>> Start Material for this task

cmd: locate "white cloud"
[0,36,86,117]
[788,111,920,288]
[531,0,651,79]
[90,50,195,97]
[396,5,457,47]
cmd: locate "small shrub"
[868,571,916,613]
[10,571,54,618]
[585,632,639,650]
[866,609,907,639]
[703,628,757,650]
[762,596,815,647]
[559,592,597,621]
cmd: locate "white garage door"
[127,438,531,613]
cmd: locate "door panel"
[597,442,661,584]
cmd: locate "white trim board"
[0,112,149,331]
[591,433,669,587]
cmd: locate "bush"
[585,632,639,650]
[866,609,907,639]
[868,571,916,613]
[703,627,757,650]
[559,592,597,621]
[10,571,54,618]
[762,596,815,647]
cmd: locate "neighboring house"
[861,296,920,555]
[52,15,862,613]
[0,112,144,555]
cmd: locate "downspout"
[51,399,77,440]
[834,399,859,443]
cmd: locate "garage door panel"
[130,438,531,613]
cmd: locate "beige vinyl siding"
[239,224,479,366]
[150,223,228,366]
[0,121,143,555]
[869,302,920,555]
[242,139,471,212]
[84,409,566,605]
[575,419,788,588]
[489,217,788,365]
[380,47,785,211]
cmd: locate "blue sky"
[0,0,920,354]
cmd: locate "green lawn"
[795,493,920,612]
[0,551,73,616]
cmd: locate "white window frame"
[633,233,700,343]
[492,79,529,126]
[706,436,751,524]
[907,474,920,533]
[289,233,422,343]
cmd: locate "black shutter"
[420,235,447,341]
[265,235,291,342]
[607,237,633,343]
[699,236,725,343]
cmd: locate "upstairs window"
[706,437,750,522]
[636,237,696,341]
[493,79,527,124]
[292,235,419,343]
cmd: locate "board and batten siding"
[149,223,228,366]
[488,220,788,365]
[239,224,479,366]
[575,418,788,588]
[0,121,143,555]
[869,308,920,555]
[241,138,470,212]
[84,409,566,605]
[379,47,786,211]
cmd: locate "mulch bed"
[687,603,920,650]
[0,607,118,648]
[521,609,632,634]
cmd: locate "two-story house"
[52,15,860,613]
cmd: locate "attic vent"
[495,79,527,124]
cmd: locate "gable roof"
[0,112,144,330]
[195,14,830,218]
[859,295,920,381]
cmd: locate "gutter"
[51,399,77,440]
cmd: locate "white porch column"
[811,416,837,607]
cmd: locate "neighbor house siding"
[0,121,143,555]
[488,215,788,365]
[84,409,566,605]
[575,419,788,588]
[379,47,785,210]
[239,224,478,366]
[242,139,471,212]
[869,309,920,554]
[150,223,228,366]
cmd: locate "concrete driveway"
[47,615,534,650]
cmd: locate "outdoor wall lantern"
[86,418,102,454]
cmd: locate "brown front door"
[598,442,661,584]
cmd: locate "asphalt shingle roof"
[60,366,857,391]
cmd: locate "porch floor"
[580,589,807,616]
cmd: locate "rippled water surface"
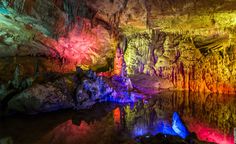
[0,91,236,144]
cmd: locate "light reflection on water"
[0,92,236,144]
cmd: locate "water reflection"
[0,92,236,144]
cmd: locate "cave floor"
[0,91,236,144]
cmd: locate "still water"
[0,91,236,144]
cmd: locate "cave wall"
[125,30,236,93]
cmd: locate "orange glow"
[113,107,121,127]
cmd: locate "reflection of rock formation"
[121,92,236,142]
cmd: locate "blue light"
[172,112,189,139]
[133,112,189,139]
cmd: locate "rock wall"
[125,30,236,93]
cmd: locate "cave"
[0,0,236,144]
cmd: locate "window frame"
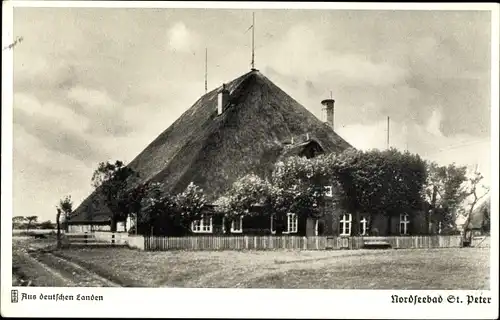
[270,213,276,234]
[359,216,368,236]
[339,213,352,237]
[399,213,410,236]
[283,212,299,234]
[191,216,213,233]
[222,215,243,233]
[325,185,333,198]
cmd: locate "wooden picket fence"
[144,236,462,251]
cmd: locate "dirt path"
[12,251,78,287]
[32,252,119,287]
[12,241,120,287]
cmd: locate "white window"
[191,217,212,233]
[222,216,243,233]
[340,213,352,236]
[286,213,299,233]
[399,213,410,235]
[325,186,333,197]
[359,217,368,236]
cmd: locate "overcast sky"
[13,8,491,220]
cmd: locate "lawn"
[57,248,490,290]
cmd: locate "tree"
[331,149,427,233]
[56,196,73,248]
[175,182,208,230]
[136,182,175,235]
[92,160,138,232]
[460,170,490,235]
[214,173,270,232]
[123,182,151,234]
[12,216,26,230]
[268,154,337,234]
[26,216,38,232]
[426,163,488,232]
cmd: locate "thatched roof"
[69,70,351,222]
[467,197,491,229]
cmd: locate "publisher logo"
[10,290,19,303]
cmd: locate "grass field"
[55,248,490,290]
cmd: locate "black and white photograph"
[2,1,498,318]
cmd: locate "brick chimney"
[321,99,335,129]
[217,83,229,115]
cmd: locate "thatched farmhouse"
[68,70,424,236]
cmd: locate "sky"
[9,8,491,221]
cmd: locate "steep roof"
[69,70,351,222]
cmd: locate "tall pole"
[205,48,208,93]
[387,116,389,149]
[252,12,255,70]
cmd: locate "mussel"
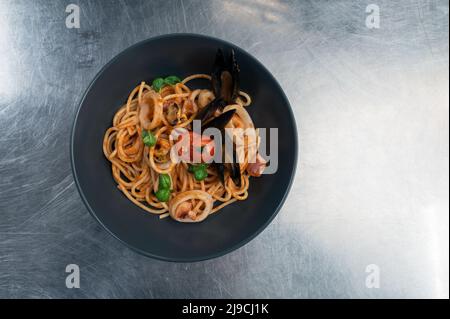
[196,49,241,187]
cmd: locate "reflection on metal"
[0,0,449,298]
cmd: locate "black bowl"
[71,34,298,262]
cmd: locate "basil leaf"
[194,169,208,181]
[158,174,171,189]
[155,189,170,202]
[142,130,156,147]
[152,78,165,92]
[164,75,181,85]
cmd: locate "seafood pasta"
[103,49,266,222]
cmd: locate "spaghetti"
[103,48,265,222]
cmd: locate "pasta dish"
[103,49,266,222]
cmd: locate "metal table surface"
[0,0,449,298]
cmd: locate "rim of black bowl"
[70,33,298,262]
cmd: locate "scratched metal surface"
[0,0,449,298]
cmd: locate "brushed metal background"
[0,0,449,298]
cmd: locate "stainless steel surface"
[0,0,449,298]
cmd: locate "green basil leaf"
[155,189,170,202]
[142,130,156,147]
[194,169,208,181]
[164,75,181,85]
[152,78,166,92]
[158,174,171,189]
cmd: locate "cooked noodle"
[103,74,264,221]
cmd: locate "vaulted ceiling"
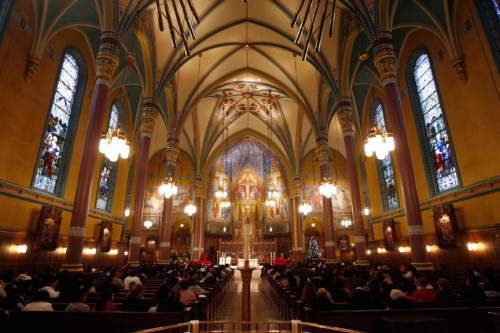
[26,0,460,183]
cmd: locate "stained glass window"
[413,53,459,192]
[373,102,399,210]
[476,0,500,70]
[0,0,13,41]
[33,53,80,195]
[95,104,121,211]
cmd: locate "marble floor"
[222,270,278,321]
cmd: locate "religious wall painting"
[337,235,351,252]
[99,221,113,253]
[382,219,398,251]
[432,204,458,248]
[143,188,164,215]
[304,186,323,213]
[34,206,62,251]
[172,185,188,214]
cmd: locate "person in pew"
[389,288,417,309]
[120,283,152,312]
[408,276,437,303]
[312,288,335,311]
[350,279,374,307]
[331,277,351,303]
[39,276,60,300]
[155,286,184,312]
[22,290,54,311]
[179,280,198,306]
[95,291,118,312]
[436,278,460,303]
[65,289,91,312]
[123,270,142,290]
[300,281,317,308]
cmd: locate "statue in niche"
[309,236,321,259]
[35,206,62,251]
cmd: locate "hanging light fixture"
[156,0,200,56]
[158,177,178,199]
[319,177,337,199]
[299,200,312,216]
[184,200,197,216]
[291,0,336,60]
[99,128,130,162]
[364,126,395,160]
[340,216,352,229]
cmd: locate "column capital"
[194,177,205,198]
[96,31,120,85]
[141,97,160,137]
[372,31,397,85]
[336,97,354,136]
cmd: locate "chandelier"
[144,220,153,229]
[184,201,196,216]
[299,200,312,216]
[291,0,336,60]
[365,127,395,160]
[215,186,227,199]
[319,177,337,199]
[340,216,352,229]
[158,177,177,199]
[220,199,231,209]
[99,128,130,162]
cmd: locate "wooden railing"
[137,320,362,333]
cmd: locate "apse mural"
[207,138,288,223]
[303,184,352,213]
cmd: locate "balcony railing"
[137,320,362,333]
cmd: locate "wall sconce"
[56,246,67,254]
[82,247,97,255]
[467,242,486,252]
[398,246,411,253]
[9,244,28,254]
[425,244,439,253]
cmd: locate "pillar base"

>> End Material for this task

What this task involves — Pull out every line of the data above that contains the word "bowl".

Reply to the task —
cmd: locate "black bowl"
cmd: locate "rim of black bowl"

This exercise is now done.